* _READING PASSAGE_:
▽

New Year, BETTER Me

Start the New Year with a goal you can actually accomplish

Every year when the clock strikes midnight people always promise to commit to their New Year resolutions. A fun pastime that inspires us to be a better person, and hopefully as a result make the new year better too. I have always been fascinated with this tradition and did some research. According to Forbes nearly 60% of Americans make New Year’s Resolutions. Unfortunately, only 25% of them commit up to thirty days and only 8% complete their goals.

           

We here at McKenna Property Management love to set goals, so we want to give you our not-so-secret guide to goal and resolution success. It is called the SMART method and SMART stands for:


  • Specific: Well-defined, clear, and unambiguous
  • Measurable: With specific criteria that measure your progress toward the accomplishment of the goal
  • Achievable: Attainable and not impossible to achieve
  • Realistic: Within reach, realistic, and relevant to your life purpose
  • Timely: With a clearly defined timeline, including a starting date and a target date. The purpose is to create urgency


These five categories are a tried and true equation to accomplish goals, whether that be for work or personal life.


First, to achieve your goals you need to be specific.  Goals that are specific have a significantly greater chance of being accomplished. To make a goal specific, the five “W” questions must be considered:


  • Who: Who is involved in this goal?

△

Location identification items:
▽

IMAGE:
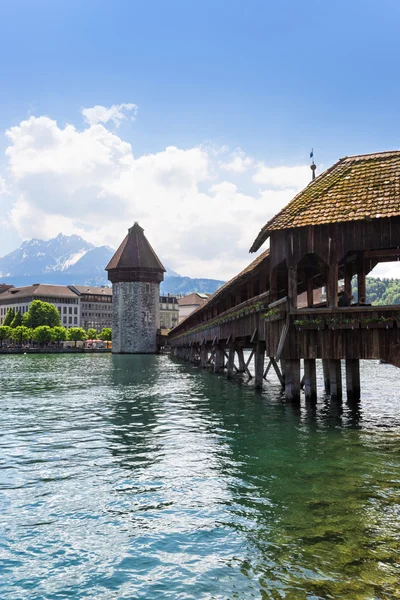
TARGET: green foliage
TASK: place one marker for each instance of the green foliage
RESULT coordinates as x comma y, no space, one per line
58,334
42,334
20,333
76,334
5,333
91,333
42,313
106,334
8,319
17,320
380,292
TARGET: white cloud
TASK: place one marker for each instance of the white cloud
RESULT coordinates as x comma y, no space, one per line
239,163
88,181
283,177
116,113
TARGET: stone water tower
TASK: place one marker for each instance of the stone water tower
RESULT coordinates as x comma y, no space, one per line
136,273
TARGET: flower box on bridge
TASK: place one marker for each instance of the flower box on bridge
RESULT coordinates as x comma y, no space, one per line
382,324
355,324
309,324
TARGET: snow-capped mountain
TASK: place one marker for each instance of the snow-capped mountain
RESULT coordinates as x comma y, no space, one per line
69,259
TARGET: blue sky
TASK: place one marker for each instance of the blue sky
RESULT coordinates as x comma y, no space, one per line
271,78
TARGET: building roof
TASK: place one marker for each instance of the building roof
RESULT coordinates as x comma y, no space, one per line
4,287
195,298
355,188
38,290
92,290
135,252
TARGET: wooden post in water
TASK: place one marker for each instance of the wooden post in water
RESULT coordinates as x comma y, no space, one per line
219,359
335,372
203,356
327,376
242,362
353,379
292,379
231,361
282,361
259,357
310,379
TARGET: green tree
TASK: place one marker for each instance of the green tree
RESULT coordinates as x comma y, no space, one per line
17,320
58,334
76,334
5,334
106,334
8,319
42,313
20,333
42,334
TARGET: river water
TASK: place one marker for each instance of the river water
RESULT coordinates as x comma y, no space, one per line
146,478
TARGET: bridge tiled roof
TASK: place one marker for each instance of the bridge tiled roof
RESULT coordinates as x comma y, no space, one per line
355,188
226,287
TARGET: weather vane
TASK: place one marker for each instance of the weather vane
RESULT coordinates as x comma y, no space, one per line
313,166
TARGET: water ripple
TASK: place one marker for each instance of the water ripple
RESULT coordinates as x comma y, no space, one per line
141,477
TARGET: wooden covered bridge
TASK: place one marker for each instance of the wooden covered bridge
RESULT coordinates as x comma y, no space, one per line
340,226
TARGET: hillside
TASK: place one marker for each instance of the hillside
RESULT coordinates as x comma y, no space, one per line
66,260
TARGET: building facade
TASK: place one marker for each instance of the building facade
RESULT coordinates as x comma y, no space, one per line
96,306
64,299
190,303
169,312
135,273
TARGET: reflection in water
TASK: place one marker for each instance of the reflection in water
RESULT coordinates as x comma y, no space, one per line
142,477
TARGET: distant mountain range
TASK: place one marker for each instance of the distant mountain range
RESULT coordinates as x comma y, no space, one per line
69,259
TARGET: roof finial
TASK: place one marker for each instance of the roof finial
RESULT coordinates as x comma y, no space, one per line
313,166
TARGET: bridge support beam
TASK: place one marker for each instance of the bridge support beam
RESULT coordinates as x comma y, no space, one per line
292,379
219,359
242,362
335,372
231,362
353,379
259,358
327,375
310,379
203,357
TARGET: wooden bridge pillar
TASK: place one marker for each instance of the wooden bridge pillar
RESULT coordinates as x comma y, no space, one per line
231,361
353,379
361,281
203,357
292,379
327,376
242,362
310,379
282,361
335,372
259,358
219,359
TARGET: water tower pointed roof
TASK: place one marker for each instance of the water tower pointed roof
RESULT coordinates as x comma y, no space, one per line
135,258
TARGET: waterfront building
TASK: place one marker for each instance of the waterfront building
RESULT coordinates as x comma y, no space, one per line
190,303
169,312
95,306
135,273
63,298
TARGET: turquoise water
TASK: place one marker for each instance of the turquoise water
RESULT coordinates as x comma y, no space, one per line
147,478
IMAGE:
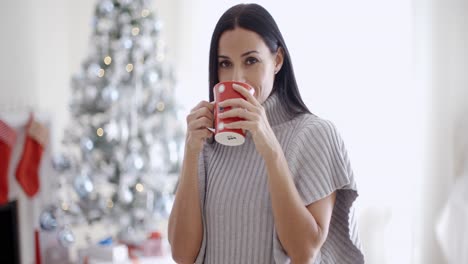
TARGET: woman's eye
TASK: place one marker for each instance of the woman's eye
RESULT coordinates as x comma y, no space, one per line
251,60
224,64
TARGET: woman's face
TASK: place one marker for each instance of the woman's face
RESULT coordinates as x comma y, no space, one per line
243,56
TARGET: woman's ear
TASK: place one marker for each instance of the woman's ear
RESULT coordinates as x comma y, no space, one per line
279,58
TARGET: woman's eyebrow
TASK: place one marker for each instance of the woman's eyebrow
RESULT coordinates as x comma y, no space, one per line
243,54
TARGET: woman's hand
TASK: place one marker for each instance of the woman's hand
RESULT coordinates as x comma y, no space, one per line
198,121
256,121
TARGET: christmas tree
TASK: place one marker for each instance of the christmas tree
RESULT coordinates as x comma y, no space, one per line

△

* _JOBS_:
1. Please condense the paragraph of the New Year resolutions article that begins "Every year when the clock strikes midnight" into a shorter version that keeps its main facts.
2. Select each line of the listing that contains the string "facade".
The New Year resolutions article and the listing have nothing to do with each other.

* _TASK RESULTS_:
1. Each year at midnight, people promise to keep New Year resolutions, a tradition meant to inspire self-improvement and a better year. According to Forbes, nearly 60% of Americans make resolutions, but only 25% stick with them for up to thirty days, and only 8% complete their goals.

2.
TARGET: building facade
TASK: place one marker for each instance of the building facade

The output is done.